◆ BRIEF: Every record that follows should be printed verbatim.

◆ PROVIDED ENTRIES:
## Begin

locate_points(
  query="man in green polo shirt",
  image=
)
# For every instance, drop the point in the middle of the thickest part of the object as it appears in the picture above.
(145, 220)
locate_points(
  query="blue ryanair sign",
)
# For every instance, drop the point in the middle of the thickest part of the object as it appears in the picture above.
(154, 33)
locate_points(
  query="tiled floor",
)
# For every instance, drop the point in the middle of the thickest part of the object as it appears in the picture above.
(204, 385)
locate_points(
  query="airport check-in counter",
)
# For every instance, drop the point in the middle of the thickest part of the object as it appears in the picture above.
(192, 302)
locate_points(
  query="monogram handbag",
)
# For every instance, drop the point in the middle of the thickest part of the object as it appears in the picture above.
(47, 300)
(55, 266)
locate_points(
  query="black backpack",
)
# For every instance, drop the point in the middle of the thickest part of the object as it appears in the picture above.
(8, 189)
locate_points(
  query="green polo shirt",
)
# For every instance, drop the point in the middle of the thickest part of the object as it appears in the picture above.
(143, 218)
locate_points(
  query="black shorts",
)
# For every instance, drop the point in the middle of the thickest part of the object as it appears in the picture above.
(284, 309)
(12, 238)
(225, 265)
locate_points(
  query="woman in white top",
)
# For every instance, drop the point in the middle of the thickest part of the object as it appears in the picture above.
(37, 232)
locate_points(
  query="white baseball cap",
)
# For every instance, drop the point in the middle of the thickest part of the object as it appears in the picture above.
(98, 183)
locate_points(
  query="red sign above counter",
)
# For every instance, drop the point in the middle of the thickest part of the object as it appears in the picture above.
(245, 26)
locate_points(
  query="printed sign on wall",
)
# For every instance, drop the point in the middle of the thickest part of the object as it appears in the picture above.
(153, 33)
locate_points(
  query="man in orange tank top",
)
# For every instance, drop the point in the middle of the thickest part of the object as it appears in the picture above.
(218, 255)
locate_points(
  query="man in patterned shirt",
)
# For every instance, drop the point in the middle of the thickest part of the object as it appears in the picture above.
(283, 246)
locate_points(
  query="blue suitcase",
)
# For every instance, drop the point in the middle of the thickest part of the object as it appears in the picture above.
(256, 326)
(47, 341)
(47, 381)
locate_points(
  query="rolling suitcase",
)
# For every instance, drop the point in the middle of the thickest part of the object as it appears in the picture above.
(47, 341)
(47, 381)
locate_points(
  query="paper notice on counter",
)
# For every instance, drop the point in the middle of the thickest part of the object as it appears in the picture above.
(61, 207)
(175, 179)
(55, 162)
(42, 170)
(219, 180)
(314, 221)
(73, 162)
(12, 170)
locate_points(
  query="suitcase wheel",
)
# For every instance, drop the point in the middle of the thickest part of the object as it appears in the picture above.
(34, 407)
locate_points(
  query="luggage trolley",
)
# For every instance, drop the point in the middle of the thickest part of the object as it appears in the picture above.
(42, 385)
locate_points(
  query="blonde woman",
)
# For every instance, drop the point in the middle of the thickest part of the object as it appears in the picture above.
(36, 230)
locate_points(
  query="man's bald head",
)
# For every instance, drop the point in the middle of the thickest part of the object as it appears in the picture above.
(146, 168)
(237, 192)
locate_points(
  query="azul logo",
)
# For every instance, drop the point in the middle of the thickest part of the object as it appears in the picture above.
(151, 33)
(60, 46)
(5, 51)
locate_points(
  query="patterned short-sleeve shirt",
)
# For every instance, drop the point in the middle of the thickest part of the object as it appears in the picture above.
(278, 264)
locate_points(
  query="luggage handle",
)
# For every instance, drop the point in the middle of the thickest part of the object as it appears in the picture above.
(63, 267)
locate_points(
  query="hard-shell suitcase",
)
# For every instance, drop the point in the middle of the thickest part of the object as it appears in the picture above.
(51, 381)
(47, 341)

## End

◆ SOLUTION FOR THIS TASK:
locate_points(
  query="man in green polo shirt",
  image=
)
# For every instance, drop the point in the middle of the thickest part of the object as it appears in the picture above.
(145, 220)
locate_points(
  query="blue ryanair sign",
)
# For every instance, drop the point in the middle of the thickest part of the object as it appears in the picture above.
(154, 33)
locate_points(
  query="tiled floor",
)
# For every instance, drop the point in the middle of the thickest part of the object as it appears in the picture above.
(204, 385)
locate_points(
  query="airport check-in counter",
)
# For every instance, drop the point in the middle of the thickest part of the object as it appears in the picture above.
(192, 302)
locate_points(
  query="monogram handbag",
)
# For every instance, drop the point in the middle of the thickest part of the object as it appears in the picture above.
(47, 300)
(55, 266)
locate_points(
  query="black backpack",
)
# For every instance, drop the point in the middle of the thickest part of the object as it appears in the picture above.
(8, 189)
locate_points(
  query="green polo shirt",
)
# For every instance, drop the point in the middle of the thickest part of the object as it appears in the picture above.
(143, 218)
locate_points(
  query="black shorts",
)
# For every instance, drop the point in the middle of the thickest part of the object as it appears in the picture above.
(284, 309)
(12, 238)
(225, 265)
locate_points(
  query="woman in white top",
)
# For every instance, drop the point in the middle of the thickest part of the object as it appears in the picture above.
(37, 232)
locate_points(
  query="white baseball cap",
)
# For every instance, drop the point in the middle of the thickest part of the object as it appears in the picture above.
(98, 183)
locate_points(
  query="red sign above counter",
)
# For every instance, drop the point in the middle of the thickest part of the object as it appears in the picture above.
(245, 26)
locate_points(
  query="printed sign on wall",
)
# For every instance, drop the point in the middle of the thickest part of the object as it appears in the picture above.
(153, 33)
locate_points(
  query="man in orange tank top",
)
# For every instance, drop the point in the middle of the thickest part of the object as it appears in the picture above.
(218, 255)
locate_points(
  query="man in patterned shirt",
)
# For every instance, drop the point in the middle of the thickest part of the object as it appears in the picture above.
(283, 246)
locate_points(
  query="blue suitcase",
)
# For every instance, drop the point in the middle of the thickest part of the object as it appears in the picture above.
(256, 326)
(47, 341)
(47, 381)
locate_points(
  query="rolling suitcase",
)
# For every instance, drop the point in the middle of the thickest part of the object as it appears in the picture above.
(47, 341)
(47, 381)
locate_points(
  query="paper notice on counter",
)
# For every instance, drop the point in the middle of the thickest part of the object as it appears in the picture above.
(61, 207)
(175, 179)
(55, 162)
(42, 170)
(219, 180)
(314, 221)
(73, 162)
(12, 170)
locate_points(
  query="suitcase wheel",
)
# For every instance, drop the point in the middle of the thickest part of the object as it appears in the picture above.
(34, 407)
locate_points(
  query="luggage trolley",
)
# For every instance, drop the point in the middle of the thickest part of the object as it appears in the picture above.
(42, 385)
locate_points(
  query="blonde woman",
)
# For every instance, drop the point in the middle of the thickest part of the object as it appears in the picture above.
(36, 230)
locate_points(
  query="man's bald head",
)
# For every instance, drop the point in the middle of the thickest part of the object as it appears in the picture above.
(146, 168)
(237, 192)
locate_points(
  query="azul logo",
)
# For every instance, drop the point in the middle of the thickest part of the object as it appears in the picture above.
(151, 33)
(60, 46)
(5, 51)
locate_points(
  query="patterned short-sleeve shirt",
)
# For every instance, drop the point in the middle of the thickest part of the object as it appears in the picture above.
(278, 264)
locate_points(
  query="luggage handle",
)
# For every instance, drop the point in the middle of the thickest part of the object as it appears in the picture above.
(63, 267)
locate_points(
  query="hard-shell suitcase",
)
# For every instance, drop the point in the middle of the thickest part of the object as it appears in the picture above.
(51, 381)
(47, 341)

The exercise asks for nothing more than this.